(WORK TO BE COMPLETED): Write the data out again in full, with no departure from the original.
──────── GIVEN INFORMATION ────────
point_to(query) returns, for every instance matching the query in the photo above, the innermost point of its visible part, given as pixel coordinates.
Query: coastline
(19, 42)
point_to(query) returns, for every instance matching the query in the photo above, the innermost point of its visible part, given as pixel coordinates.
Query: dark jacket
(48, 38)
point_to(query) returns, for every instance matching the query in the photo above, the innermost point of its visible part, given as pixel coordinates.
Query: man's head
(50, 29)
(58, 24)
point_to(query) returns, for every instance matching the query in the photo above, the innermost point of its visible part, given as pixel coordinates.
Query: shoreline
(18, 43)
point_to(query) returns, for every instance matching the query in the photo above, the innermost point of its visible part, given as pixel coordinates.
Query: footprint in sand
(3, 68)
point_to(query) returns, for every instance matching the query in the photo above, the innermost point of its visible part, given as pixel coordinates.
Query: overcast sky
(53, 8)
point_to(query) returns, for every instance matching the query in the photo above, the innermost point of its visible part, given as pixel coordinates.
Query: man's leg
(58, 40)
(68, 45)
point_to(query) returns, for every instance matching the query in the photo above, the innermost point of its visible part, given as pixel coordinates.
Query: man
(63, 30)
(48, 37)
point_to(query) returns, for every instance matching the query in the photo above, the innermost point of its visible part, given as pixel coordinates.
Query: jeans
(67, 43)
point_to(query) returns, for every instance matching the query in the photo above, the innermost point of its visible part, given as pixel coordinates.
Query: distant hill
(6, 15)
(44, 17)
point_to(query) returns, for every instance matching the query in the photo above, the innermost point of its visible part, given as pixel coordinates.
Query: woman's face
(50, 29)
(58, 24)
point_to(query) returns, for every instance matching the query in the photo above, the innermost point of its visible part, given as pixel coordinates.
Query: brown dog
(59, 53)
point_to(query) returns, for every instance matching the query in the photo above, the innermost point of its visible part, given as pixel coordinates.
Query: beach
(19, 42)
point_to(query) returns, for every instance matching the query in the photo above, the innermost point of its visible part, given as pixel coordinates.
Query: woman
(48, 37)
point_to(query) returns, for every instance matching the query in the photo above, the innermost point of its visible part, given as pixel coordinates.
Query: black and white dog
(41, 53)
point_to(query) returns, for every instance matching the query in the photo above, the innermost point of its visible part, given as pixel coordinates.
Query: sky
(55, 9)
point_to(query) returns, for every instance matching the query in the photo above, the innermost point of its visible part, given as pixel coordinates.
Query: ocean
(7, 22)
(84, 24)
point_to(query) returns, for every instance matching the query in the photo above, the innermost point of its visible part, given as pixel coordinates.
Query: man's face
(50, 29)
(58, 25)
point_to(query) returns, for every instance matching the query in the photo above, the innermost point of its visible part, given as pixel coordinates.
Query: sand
────────
(RESPONSE BELOW):
point_to(query) returns, for every instance matching the query in the photo above, the innermost point of its visible part, given as pixel coordinates.
Query: coastline
(19, 42)
point_to(query) returns, for every instance matching the query in the photo above, the innermost point of its visible part, given as pixel coordinates.
Query: dark jacket
(48, 38)
point_to(query) returns, for every instance matching the query in the photo above, the innermost point of its visible part, given as pixel coordinates.
Query: man's head
(50, 29)
(58, 24)
point_to(query) returns, for every instance matching the query in the photo above, the innermost point of its visible part, given as pixel coordinates.
Query: shoreline
(18, 43)
point_to(query) returns, for every instance matching the query in the photo above, the innermost point of its visible part, given as pixel coordinates.
Query: footprint in sand
(3, 68)
point_to(query) returns, for every instance matching the query in the photo above, the innermost point of its visible part, given as pixel coordinates.
Query: overcast sky
(53, 8)
point_to(query) returns, for every instance matching the query in the photo above, the innermost point of its visible part, given as pixel coordinates.
Query: man's leg
(58, 40)
(68, 45)
point_to(query) returns, for every instance matching the query in the photo above, the innermost point of its visible part, given as pixel coordinates.
Query: man
(63, 30)
(48, 37)
point_to(query) returns, for every instance matching the query in the photo above, the innermost point of its visible part, given as pixel coordinates.
Query: jeans
(67, 43)
point_to(query) returns, for every instance matching the query in the photo above, the innermost point of its visible part, given as pixel coordinates.
Query: distant hill
(6, 15)
(44, 17)
point_to(query) returns, for every instance matching the query in the photo above, the innermost point of its visible part, given as pixel coordinates.
Query: woman's face
(50, 29)
(58, 24)
point_to(query) returns, for every instance matching the query in the photo above, the innermost point of its visible part, given as pixel coordinates.
Query: brown dog
(59, 53)
point_to(query) returns, for every instance matching the query in the photo above, the innermost point of its visible part, given as pixel coordinates.
Query: beach
(19, 42)
point_to(query) returns, for every instance matching the query in the photo above, the innermost point of its visible part, given as pixel coordinates.
Query: woman
(48, 37)
point_to(query) returns, for every instance matching the query in the photo above, the innermost point of its visible part, given as pixel coordinates.
Query: black and white dog
(41, 53)
point_to(query) returns, for every instance matching the query in the photo above, the innermost point of its visible part, given as pixel coordinates.
Query: sky
(55, 9)
point_to(query) returns, for every instance matching the query in the photo above, the innermost point of its visible part, given as pixel coordinates.
Query: ocean
(7, 22)
(84, 24)
point_to(query) returns, for every instance matching the query in the photo above, the innermost point of its visible part, given as pixel coordinates.
Query: man's face
(50, 29)
(58, 25)
point_to(query) returns, for every instance matching the query in the photo above, the innermost point of its visible part, given as pixel coordinates.
Query: sand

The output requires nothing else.